ОТРЫВОК ДЛЯ ЧТЕНИЯ:
---*---
Театр им. М. Ю. Лермонтова. Алма-Ата. 24 страница



 

Мейерхольд, которому приписывали нигилизм по отношению к автору и пьесе, на самом деле прекрасно понимал двуединую природу нашего искусства. Широко известно его высказывание о том, что репертуар — сердце театра. И это именно он писал, что Чехов сначала создал «Чайку», а потом родился Художественный театр, который поставил ее. Мейерхольд необыкновенно долго и кропотливо работал над пьесой, которую ему предстояло поставить. Он проводил тончайшую исследовательскую работу над автором и пьесой. Иногда она длилась годами («Маскарад», «Ревизор», «Гамлет»). Недаром Вахтангов писал в своем дневнике, что у Мейерхольда поразительное чувство пьесы. Только после изучения драматурга, пьесы и всех имеющихся материалов, связанных с будущим спектаклем, Мейерхольд приступал к сочинению сценической композиции. Неудачи постигали и Мейерхольда, когда увлечение композицией шло в ущерб исполнению пьесы. К началу репетиционной работы пьеса была им изучена и спектакль в целом сочинен. Но не следует думать, что спектакль, сочиненный режиссером, впоследствии полностью совпадает с партитурой премьеры. В процессе репетиций, как говорил неоднократно Всеволод Эмильевич, «у режиссера в руках один конец нитки, за которую он дергает актера, но у актера другой конец той же нитки, за которую он дергает режиссера»[113].

Недавно мне пришлось разговаривать с Д. Д. Шостаковичем о Мейерхольде, и он вспоминал, что когда в молодые годы он жил в доме у Мейерхольда, то постоянно поражался тщательности подготовки Всеволода Эмильевича к каждой репетиции. Вечером Мейерхольд делился своими замыслами, а наутро в процессе репетиций рождались удивительные импровизации, которые часто видоизменяли намеченный план. Однако импровизации рождались только на основе тщательной подготовки.

В последнее время много говорится о недолговечности спектаклей. Нередко они быстро стареют и разрушаются. Полагаю, что это не может относиться к спектаклям, поставленным по предварительно разработанному проекту. Видимо, голое репетиционное вдохновение, порой очень эффектное, не гарантирует стройности будущего спектакля и является одной из причин его быстрого разбалтывания и увядания.

 

Когда думаешь о режиссерском искусстве, в котором объединяются два, казалось бы, противоположных начала — исполнительское и композиторское, бывает нелегко выделить и практически рассмотреть их самостоятельно на примере работы режиссера-мастера. Исполнительская и композиционная стороны находятся в сложном взаимодействии и сплетении, подобно, скажем, воде, состоящей из водорода и кислорода. Для изучения было бы полезно разложить и рассмотреть их по отдельности.

История театра словно предвидела необходимость в таком опыте и обеспечила нас убедительным примером. Мы воспользуемся случаем, когда вместо одного режиссера спектакль ставили {188} двое и при этом создали спектакль, вошедший в историю мирового театра. Будучи каждый в отдельности замечательным режиссером, способным самостоятельно решать исполнительские и композиционные задачи, в данном примере они сознательно поделили между собой эти функции. Я имею в виду постановку чеховской «Чайки» на сцене Художественного театра в 1898 году К. С. Станиславским и В. И. Немировичем-Данченко. Эта страница из истории режиссуры дает возможность взглянуть на данную проблему как бы в условиях лабораторного эксперимента.
---*---
УЧЕБНЫЙ МАТЕРИАЛ:
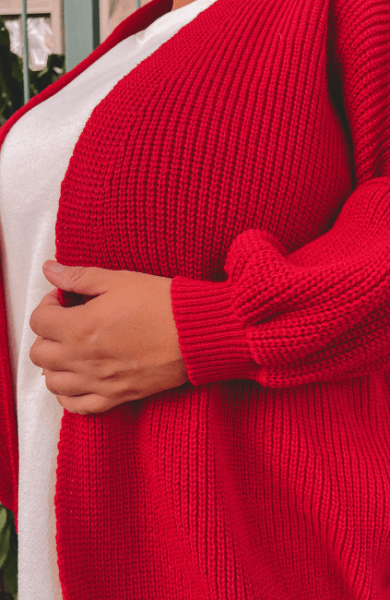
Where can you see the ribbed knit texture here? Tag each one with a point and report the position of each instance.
(248, 158)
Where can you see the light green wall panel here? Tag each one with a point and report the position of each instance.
(81, 24)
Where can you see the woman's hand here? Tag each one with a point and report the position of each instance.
---*---
ЗАДАНИЕ 1: Пожалуйста, приведите дословно часть отрывка о режиссуре. Она начинается со слов, содержащих «Недавно мне пришлось», и заканчивается словами «разбалтывания и увядания.».
ЗАДАНИЕ 2:
Согласуются ли с отрывком о режиссуре утверждения (а), (б) и (в)? На каждое ответьте «да» или «нет» и дословно приведите решающие слова отрывка.
(а) Исследовательская работа Мейерхольда над пьесой порой занимала годы.
(б) Шостакович в молодые годы жил в доме у Мейерхольда.
(в) «Чайку» на сцене Художественного театра в 1898 году поставил один Станиславский.

РЕЗУЛЬТАТ ВЫПОЛНЕНИЯ 1:
Недавно мне пришлось разговаривать с Д. Д. Шостаковичем о Мейерхольде, и он вспоминал, что когда в молодые годы он жил в доме у Мейерхольда, то постоянно поражался тщательности подготовки Всеволода Эмильевича к каждой репетиции. Вечером Мейерхольд делился своими замыслами, а наутро в процессе репетиций рождались удивительные импровизации, которые часто видоизменяли намеченный план. Однако импровизации рождались только на основе тщательной подготовки.

В последнее время много говорится о недолговечности спектаклей. Нередко они быстро стареют и разрушаются. Полагаю, что это не может относиться к спектаклям, поставленным по предварительно разработанному проекту. Видимо, голое репетиционное вдохновение, порой очень эффектное, не гарантирует стройности будущего спектакля и является одной из причин его быстрого разбалтывания и увядания.

РЕЗУЛЬТАТ ВЫПОЛНЕНИЯ 2:
(а) Да: «Иногда она длилась годами».
(б) Да: «когда в молодые годы он жил в доме у Мейерхольда».
(в) Нет: «Я имею в виду постановку чеховской „Чайки“ на сцене Художественного театра в 1898 году К. С. Станиславским и В. И. Немировичем-Данченко».